Page excerpt:
━━━
“People were absolutely vicious toward me”


The latest interview at What Is It Like To Be A Philosopher? is with Rebecca Tuvel, assistant professor of philosophy at Rhodes College. Clifford Sosis (Coastal Carolina) asks Professor Tuvel a range of questions, including several about her article in Hypatia, “In Defense of Transracialism,” and the controversy surrounding it.

Here’s an excerpt from that part of the interview:

Sosis: Did you have any idea it was going to be so controversial?

Tuvel: I did not expect my article would be so controversial. I did worry that people might find some of my claims difficult or even offensive, but often arguments cause offense, especially if they challenge our deeply held views. Some people found my comparison of transrace to transgender offensive. However, moral arguments and social movements are sometimes built this way. For instance, the same-sex marriage movement drew comparison to society’s opposition to interracial marriage. I should add that other folks in trans theory have invoked comparisons between gender transitions and other types of transitions, such as changes in nationality or religion, that could also potentially be perceived as offensive...

Sosis: Which criticisms of the article have been unfair you think?  

I think the criticisms that focused on my use of particular terms were not framed in helpful ways. Some of that criticism felt like a policing of behavior. I also experienced some of the critique as gendered. As a feminist philosopher, I was particularly disappointed when some critics spoke down to me with a condescending tone with which many women will be familiar. The number of respected feminist colleagues who called me a “Becky” also disturbed me, since Becky is a highly gendered insult.
━━━
Entries:
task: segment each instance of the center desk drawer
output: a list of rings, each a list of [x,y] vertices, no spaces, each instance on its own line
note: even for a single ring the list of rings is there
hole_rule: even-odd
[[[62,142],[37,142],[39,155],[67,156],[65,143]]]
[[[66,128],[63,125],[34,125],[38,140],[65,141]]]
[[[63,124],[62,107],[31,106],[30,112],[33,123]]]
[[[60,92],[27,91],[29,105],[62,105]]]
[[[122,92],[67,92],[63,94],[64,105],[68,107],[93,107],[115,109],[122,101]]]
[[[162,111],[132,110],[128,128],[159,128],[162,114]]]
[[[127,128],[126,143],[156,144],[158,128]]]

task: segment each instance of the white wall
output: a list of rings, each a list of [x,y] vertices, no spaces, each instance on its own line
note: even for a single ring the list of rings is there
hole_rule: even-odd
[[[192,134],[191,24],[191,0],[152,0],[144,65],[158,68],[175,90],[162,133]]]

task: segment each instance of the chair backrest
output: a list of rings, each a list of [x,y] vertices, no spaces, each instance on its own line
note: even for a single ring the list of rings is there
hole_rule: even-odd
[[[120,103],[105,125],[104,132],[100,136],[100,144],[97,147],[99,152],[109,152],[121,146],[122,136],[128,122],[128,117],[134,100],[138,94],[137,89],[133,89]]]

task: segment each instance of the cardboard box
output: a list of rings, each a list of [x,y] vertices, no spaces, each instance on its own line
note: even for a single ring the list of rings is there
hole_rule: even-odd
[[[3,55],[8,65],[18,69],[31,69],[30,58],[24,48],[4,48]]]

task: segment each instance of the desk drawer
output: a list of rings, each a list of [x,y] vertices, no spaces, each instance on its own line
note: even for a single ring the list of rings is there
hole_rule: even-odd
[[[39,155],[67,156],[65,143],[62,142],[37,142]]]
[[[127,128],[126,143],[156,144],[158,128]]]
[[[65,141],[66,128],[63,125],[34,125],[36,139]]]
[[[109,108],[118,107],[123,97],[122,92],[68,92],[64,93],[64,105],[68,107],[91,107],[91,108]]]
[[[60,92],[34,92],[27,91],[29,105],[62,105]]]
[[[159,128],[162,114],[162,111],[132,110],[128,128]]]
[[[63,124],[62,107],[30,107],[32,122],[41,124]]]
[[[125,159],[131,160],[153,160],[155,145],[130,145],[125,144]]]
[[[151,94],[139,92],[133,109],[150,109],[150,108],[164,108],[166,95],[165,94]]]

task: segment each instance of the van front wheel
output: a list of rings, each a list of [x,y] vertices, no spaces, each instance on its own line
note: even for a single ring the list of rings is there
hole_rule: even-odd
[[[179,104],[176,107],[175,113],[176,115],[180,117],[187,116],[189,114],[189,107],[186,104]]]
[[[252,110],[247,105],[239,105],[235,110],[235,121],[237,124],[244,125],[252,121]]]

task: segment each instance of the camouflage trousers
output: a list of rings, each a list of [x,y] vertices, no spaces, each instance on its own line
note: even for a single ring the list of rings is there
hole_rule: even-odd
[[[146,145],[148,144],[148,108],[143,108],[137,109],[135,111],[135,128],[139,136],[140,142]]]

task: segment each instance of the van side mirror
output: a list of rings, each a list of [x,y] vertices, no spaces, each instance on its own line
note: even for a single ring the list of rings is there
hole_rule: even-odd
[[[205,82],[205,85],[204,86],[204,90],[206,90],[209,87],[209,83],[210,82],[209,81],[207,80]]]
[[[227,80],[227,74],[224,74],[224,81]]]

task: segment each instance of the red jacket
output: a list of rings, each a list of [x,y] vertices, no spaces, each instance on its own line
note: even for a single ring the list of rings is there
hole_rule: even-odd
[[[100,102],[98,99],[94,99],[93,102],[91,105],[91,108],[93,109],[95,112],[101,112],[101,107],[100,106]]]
━━━
Tasks for this exercise:
[A] Reproduce the interview excerpt word for word, everything from "Here’s an excerpt" down to "perceived as offensive...".
[B] Answer these questions from the interview excerpt:
(i) At which college is Rebecca Tuvel an assistant professor of philosophy?
(ii) Which movement does Tuvel say drew a comparison to society's opposition to interracial marriage?
(iii) What name did some feminist colleagues call Tuvel?
[C] Write what comes next in the interview excerpt, picking up after its final sentence.
The entries are separate material and have no connection to the interview excerpt.

Answers below:
[A]
Here’s an excerpt from that part of the interview:

Sosis: Did you have any idea it was going to be so controversial?

Tuvel: I did not expect my article would be so controversial. I did worry that people might find some of my claims difficult or even offensive, but often arguments cause offense, especially if they challenge our deeply held views. Some people found my comparison of transrace to transgender offensive. However, moral arguments and social movements are sometimes built this way. For instance, the same-sex marriage movement drew comparison to society’s opposition to interracial marriage. I should add that other folks in trans theory have invoked comparisons between gender transitions and other types of transitions, such as changes in nationality or religion, that could also potentially be perceived as offensive...

[B]
(i) Rhodes College
(ii) The same-sex marriage movement
(iii) "Becky"

[C]
Sosis: In general, did you think the letter was appropriate response to your article?

Tuvel: I don’t think an open letter in response to a published article is an appropriate way to deal with anyone making a good faith effort to do anti-oppression work. An appropriate response, in my view, might have been to acknowledge that people were upset but to suggest that we slow down and revisit appropriate responses later when we are less heated. The open letter and apology were issued with remarkable speed.Many people who signed the letter and commented on the paper admitted to not having even read it. Moreover, I think a call for retraction is strategically unwise since it feeds into the increasingly prevalent media stereotype of the political left as censorial and intolerant of dissent.

I also think the obligation to voice worries in advance falls particularly on those signatories and critics who had opportunities to hear, read, or comment on the paper, yet said not one word about any of the concerns raised in the open letter. This includes colleagues who attended my talk at the APA, where I presented an earlier version of this paper, one of the scholars who was invited to respond to my work at the APA but could not attend, and those colleagues who read my paper earlier this year—these individuals had plenty of time to register concerns before the controversy broke out. These critics in particular could – and should – have expressed their concerns to me when they had the opportunity; otherwise we set a very bad precedent for how to treat each other in this discipline and the academy more broadly. This obligation also falls especially on those senior colleagues who should take a mentoring role toward junior scholars, as well as model collegiality and respectful engagement.

Sosis: Right. How did all of this affect you emotionally?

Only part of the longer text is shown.